● **Given passage**:
=== Section Start ===

Hooker Distinguished Visiting Professor 2026 Public Talk: Shachar Kariv
Mar 12, 2026
2:00PM to 4:00PM
Date/Time
Date(s) - 12/03/2026
2:00 pm - 4:00 pm
This year we are joined by Shachar Kariv from the University of California – Berkeley for the Hooker Distinguished Visiting Professor 2026.
Dr. Kariv will be presenting 3 lectures over his visit with the Department of Economics. Kariv is the Benjamin N. Ward Professor of Economics. Educated at Tel Aviv University and New York University, where he received his Ph.D. in economics in 2003, the same year he joined the Department of Economics at the University of California, Berkeley. He has been the Department Chair (2014-17 and 2021-22) the Faculty Director of UC Berkeley Experimental Social Science Laboratory (2009-2014), aka Xlab, a laboratory for conducting experiment-based investigations of issues of interest to social sciences.
Public Talk: The Distributional Preferences of the General (US) Population and of Elites
Thursday, March 12
2:00pm – 4:00pm
Council Chambers, Gilmour Hall 111
Register: Hooker Distinguished Visiting Professor 2026 – Register Here
Read about this study here on Slate.

=== Section End ===

● **What you need to do**:
#1 Where is the public talk held, according to the event announcement?
#2 Reproduce the stretch of the event announcement from "Hooker Distinguished Visiting Professor 2026 Public" through "Visiting Professor 2026.".

Extracted records:
=== Section Start ===

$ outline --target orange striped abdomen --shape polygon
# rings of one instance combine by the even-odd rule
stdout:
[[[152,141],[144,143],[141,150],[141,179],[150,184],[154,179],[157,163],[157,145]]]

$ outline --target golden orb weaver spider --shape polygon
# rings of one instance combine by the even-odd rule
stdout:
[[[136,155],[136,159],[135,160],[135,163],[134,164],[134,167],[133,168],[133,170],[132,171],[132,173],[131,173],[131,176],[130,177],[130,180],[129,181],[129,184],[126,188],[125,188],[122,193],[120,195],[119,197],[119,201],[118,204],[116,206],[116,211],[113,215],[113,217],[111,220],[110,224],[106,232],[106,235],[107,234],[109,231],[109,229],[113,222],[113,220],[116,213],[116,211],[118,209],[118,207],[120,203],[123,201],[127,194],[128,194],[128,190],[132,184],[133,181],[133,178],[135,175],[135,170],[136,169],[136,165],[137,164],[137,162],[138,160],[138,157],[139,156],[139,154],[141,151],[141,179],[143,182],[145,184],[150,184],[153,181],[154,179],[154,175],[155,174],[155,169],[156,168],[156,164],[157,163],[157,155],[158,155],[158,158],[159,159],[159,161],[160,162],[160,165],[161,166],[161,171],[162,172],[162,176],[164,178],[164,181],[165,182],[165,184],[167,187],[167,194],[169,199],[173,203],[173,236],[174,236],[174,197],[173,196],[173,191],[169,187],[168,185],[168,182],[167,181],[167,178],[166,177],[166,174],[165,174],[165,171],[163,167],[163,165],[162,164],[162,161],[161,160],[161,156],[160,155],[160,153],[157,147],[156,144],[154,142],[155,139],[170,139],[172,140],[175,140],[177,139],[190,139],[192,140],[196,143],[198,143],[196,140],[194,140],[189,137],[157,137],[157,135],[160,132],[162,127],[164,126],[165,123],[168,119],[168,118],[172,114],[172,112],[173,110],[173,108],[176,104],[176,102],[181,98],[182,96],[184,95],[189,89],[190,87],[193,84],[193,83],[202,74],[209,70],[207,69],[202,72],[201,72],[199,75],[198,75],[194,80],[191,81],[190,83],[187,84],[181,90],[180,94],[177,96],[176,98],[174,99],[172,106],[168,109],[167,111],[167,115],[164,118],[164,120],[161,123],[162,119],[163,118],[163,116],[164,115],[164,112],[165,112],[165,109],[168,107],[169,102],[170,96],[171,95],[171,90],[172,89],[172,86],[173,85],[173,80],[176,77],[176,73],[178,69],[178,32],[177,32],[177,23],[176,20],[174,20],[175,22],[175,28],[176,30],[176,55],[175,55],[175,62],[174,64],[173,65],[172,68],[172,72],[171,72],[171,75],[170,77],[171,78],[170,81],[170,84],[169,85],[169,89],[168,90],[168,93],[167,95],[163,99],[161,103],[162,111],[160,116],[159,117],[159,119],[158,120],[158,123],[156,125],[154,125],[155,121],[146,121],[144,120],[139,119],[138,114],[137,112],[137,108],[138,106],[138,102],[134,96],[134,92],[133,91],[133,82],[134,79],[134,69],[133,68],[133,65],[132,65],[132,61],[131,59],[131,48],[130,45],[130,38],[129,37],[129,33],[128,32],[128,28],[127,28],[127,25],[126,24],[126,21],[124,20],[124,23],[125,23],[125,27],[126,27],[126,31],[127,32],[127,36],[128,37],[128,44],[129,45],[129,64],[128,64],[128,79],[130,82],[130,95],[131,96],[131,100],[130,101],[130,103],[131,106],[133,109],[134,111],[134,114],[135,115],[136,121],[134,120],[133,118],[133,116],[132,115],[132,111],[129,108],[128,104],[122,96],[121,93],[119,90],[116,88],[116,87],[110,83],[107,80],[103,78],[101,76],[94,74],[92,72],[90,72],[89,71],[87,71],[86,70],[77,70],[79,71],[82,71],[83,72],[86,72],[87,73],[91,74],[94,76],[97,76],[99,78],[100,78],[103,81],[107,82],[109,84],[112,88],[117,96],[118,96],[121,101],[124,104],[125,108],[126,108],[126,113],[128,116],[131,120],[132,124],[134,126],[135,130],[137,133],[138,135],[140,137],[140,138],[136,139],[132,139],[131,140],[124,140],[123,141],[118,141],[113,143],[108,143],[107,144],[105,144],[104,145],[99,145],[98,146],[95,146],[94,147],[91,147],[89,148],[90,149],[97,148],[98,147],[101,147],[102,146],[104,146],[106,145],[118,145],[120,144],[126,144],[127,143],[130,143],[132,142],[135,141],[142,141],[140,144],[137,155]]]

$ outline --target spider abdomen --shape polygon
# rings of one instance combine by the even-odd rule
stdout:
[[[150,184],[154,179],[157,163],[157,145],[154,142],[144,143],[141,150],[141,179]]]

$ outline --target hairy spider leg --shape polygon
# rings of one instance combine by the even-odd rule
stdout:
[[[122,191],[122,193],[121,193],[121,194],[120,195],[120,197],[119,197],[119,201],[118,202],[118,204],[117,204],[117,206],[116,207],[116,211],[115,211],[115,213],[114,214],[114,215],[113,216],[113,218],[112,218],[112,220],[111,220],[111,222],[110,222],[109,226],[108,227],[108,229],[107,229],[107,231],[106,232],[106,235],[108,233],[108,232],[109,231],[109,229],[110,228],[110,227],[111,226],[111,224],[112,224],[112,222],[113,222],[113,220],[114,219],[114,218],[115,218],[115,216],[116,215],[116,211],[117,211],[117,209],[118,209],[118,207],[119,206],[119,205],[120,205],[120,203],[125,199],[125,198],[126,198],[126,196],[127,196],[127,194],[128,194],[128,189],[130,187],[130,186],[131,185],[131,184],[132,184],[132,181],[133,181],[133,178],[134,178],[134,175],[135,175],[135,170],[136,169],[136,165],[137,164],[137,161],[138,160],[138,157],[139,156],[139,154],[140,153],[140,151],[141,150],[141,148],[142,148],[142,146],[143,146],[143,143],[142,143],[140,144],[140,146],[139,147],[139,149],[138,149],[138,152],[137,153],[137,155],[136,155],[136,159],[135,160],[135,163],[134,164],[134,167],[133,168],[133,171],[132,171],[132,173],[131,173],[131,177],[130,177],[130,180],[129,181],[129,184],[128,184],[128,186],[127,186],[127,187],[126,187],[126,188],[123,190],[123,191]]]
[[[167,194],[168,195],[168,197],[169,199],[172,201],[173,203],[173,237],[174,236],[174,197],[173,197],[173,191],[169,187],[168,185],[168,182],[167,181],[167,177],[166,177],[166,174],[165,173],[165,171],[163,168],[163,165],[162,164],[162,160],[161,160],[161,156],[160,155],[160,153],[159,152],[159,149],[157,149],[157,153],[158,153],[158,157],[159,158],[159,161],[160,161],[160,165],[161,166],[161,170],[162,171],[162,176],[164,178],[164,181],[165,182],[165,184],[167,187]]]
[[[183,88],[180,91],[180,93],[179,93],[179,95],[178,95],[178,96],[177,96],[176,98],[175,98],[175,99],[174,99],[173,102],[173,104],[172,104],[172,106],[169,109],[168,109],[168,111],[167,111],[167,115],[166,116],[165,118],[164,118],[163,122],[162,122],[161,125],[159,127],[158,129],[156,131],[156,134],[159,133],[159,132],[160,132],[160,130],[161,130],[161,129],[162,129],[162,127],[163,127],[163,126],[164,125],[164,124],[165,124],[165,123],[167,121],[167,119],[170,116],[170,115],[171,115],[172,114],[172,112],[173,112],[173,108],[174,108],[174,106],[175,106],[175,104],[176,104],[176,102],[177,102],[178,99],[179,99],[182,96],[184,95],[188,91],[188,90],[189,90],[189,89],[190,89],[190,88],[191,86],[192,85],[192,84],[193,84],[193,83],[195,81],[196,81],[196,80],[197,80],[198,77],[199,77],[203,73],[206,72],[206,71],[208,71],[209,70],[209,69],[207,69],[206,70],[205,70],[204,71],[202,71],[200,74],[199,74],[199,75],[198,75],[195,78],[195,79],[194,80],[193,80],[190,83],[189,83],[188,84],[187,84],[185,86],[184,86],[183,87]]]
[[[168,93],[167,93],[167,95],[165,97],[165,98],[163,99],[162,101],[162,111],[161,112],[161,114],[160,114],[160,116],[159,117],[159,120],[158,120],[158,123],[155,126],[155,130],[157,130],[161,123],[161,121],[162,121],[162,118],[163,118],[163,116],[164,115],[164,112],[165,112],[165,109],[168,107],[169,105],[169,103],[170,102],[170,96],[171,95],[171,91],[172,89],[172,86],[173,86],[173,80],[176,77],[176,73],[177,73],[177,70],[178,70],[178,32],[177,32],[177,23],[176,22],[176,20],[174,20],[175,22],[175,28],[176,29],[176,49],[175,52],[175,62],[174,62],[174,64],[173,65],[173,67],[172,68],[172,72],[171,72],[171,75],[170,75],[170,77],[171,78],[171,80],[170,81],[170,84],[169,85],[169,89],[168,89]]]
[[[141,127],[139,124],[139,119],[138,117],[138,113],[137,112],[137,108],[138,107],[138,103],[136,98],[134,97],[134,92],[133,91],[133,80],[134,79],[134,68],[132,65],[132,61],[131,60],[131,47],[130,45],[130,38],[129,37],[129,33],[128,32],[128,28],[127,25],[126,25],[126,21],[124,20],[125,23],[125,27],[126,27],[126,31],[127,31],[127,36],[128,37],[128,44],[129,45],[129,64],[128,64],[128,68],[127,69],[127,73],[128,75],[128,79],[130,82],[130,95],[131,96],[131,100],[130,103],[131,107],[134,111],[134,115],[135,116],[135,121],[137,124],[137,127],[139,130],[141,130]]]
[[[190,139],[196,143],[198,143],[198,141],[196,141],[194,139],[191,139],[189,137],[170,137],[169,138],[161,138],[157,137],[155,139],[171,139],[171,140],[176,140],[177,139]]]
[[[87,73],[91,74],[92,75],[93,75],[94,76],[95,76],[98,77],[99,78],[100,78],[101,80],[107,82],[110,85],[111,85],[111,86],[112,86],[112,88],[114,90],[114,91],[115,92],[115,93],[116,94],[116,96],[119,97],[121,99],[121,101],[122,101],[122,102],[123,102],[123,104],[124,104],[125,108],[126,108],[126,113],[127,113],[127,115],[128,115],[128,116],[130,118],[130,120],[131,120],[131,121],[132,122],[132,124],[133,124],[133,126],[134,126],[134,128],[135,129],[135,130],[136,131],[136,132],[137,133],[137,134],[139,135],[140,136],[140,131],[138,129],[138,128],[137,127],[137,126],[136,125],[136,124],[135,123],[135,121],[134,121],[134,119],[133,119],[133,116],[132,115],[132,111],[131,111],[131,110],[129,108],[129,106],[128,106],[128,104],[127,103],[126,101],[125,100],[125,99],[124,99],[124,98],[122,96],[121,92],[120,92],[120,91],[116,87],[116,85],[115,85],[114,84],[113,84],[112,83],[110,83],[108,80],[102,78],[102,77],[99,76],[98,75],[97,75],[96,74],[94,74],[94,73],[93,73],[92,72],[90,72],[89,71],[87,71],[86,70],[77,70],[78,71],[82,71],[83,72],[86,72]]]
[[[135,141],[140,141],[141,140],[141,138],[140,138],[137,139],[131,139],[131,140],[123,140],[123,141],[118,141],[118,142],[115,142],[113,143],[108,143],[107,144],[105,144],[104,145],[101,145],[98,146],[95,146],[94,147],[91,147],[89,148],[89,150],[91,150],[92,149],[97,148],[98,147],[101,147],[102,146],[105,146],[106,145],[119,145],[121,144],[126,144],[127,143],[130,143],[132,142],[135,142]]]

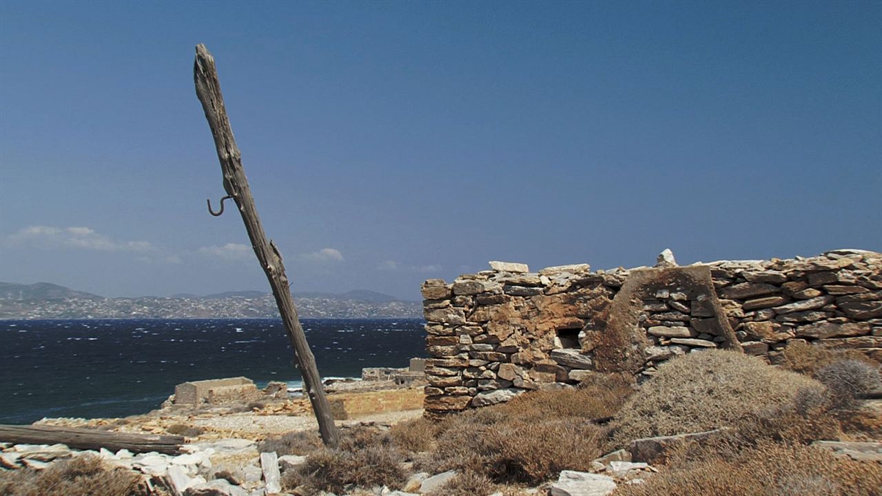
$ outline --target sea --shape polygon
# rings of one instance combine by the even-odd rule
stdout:
[[[325,380],[425,356],[422,319],[301,323]],[[176,384],[237,376],[301,387],[280,319],[0,320],[0,424],[146,413]]]

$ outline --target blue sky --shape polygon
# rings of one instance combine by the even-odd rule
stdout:
[[[0,280],[295,290],[882,251],[879,2],[0,2]]]

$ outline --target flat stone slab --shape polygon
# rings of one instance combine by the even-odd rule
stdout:
[[[499,262],[496,260],[491,260],[490,262],[490,268],[493,270],[497,270],[499,272],[512,272],[515,274],[523,274],[525,272],[530,272],[530,267],[527,264],[521,264],[518,262]]]
[[[447,484],[455,477],[456,470],[447,470],[446,472],[441,472],[437,476],[428,477],[426,480],[422,481],[422,485],[420,485],[420,492],[422,494],[431,492],[432,491],[435,491],[436,489]]]
[[[551,485],[551,496],[606,496],[616,490],[609,476],[564,470]]]

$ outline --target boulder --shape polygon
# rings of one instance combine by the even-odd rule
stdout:
[[[517,262],[498,262],[495,260],[491,260],[490,264],[490,268],[497,272],[512,272],[515,274],[530,272],[530,267],[527,267],[527,264],[520,264]]]
[[[248,496],[244,489],[233,485],[224,479],[192,485],[187,488],[183,494],[184,496]]]
[[[616,490],[609,476],[564,470],[551,485],[551,496],[606,496]]]
[[[511,401],[519,394],[520,394],[520,391],[519,389],[514,389],[514,388],[484,391],[482,393],[478,393],[475,396],[475,399],[472,400],[472,406],[485,407],[489,405],[495,405],[497,403],[504,403],[505,402]]]
[[[425,494],[426,492],[431,492],[436,489],[443,486],[456,477],[456,470],[447,470],[446,472],[442,472],[440,474],[427,477],[420,485],[420,492]]]
[[[655,258],[655,267],[677,267],[676,260],[674,259],[674,252],[670,251],[670,248],[665,248],[659,256]]]
[[[665,451],[675,446],[682,445],[687,441],[699,441],[715,436],[725,429],[714,429],[702,432],[690,432],[685,434],[676,434],[674,436],[657,436],[654,438],[643,438],[631,441],[628,451],[631,452],[631,458],[633,462],[645,462],[654,463],[665,459]]]

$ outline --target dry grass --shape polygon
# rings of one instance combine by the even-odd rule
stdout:
[[[856,410],[861,395],[882,390],[878,367],[860,360],[845,359],[824,365],[815,372],[815,379],[830,390],[837,410]]]
[[[860,351],[831,349],[807,342],[788,344],[782,357],[781,367],[809,376],[814,376],[821,368],[841,360],[858,360],[873,364],[873,362]]]
[[[803,445],[763,442],[731,456],[712,450],[676,459],[664,471],[614,496],[871,496],[882,466]]]
[[[108,469],[96,455],[56,462],[44,470],[0,471],[2,496],[136,496],[146,495],[140,477]]]
[[[187,425],[185,424],[175,424],[166,429],[166,432],[169,434],[176,436],[183,436],[186,438],[195,438],[206,432],[202,427],[198,427],[195,425]]]
[[[427,496],[475,496],[491,494],[497,487],[483,474],[467,471],[457,474],[450,482],[429,492]]]
[[[410,453],[419,453],[432,447],[437,433],[435,422],[421,417],[392,425],[388,435],[392,444]]]
[[[789,403],[818,381],[755,357],[708,350],[659,367],[614,419],[610,448],[639,438],[708,431]]]
[[[288,432],[281,436],[266,438],[258,443],[258,450],[262,453],[276,452],[284,455],[308,455],[322,447],[318,433],[310,431]]]
[[[463,423],[448,429],[434,452],[418,460],[426,470],[476,470],[496,482],[540,483],[560,470],[587,470],[602,455],[605,432],[572,418]]]
[[[400,468],[403,455],[389,446],[368,446],[353,451],[322,448],[310,454],[298,470],[282,477],[287,489],[341,492],[348,485],[361,487],[400,487],[406,475]]]

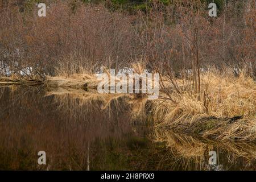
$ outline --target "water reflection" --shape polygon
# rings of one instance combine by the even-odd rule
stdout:
[[[256,170],[255,144],[158,130],[142,106],[147,101],[135,98],[1,88],[0,169]],[[218,156],[213,167],[208,164],[213,150]],[[40,150],[46,166],[37,163]]]

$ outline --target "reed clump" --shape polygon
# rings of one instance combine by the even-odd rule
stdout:
[[[255,81],[243,73],[236,76],[216,71],[201,78],[200,93],[193,92],[192,84],[184,88],[177,80],[179,93],[172,89],[153,102],[159,126],[220,140],[255,140]]]

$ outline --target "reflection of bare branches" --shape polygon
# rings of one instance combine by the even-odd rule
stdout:
[[[169,157],[177,158],[179,164],[180,164],[181,160],[181,163],[187,166],[191,163],[192,160],[196,164],[199,164],[199,169],[209,169],[208,152],[211,150],[217,151],[217,156],[224,153],[226,156],[226,158],[222,159],[222,161],[218,159],[218,164],[225,162],[234,163],[236,160],[242,157],[249,166],[250,162],[253,162],[256,157],[256,146],[254,143],[230,143],[199,139],[160,129],[155,129],[152,139],[156,142],[164,142],[166,147],[169,148],[171,152]]]

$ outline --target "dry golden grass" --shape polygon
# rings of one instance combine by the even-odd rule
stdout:
[[[193,131],[201,132],[203,136],[255,140],[255,81],[242,73],[235,77],[214,72],[202,74],[201,81],[203,91],[200,94],[181,89],[181,93],[174,90],[172,100],[154,101],[155,119],[161,122],[160,125],[185,131],[197,127],[199,130]],[[237,116],[240,117],[236,118]]]
[[[158,142],[164,142],[167,147],[174,148],[187,159],[200,159],[200,156],[207,155],[210,151],[215,150],[214,148],[226,151],[229,154],[227,156],[232,163],[240,157],[248,160],[256,157],[256,146],[254,144],[213,141],[157,128],[155,129],[152,139]]]

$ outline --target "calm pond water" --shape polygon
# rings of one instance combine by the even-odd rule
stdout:
[[[0,169],[256,170],[255,144],[225,143],[132,119],[127,98],[0,88]],[[46,152],[46,165],[38,152]],[[208,163],[215,151],[217,164]]]

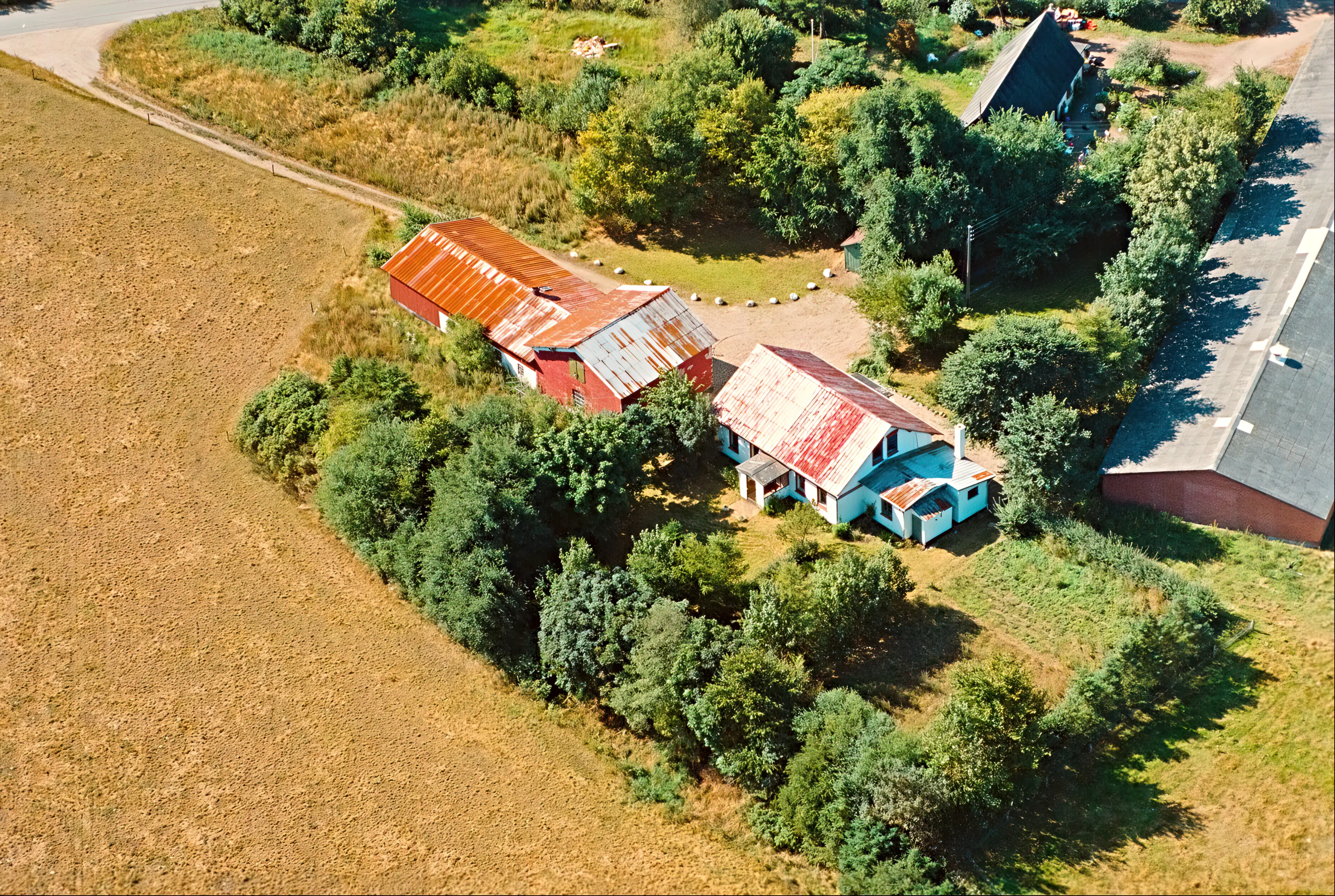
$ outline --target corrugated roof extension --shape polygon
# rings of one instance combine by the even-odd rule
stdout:
[[[714,344],[714,335],[672,289],[654,295],[657,287],[618,287],[611,296],[637,292],[647,297],[629,313],[581,339],[575,351],[617,397],[625,399],[657,380],[682,361]],[[559,329],[579,312],[570,315]],[[550,332],[550,331],[549,331]],[[547,332],[537,337],[546,345]]]
[[[429,224],[382,265],[450,315],[533,361],[530,339],[605,293],[481,217]],[[541,287],[547,287],[541,295]]]
[[[943,485],[963,492],[992,477],[981,464],[956,457],[953,445],[933,441],[881,464],[862,477],[862,485],[902,511]]]
[[[973,124],[992,109],[1016,108],[1025,115],[1047,115],[1084,67],[1084,56],[1052,16],[1039,15],[1011,39],[988,69],[960,120]]]
[[[721,424],[836,495],[888,427],[937,433],[816,355],[773,345],[752,349],[714,411]]]

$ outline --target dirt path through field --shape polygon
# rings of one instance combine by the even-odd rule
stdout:
[[[0,68],[0,889],[781,888],[227,444],[366,225]]]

=== Section End ===

● **Activity answers**:
#1 Council Chambers, Gilmour Hall 111

#2
Hooker Distinguished Visiting Professor 2026 Public Talk: Shachar Kariv
Mar 12, 2026
2:00PM to 4:00PM
Date/Time
Date(s) - 12/03/2026
2:00 pm - 4:00 pm
This year we are joined by Shachar Kariv from the University of California – Berkeley for the Hooker Distinguished Visiting Professor 2026.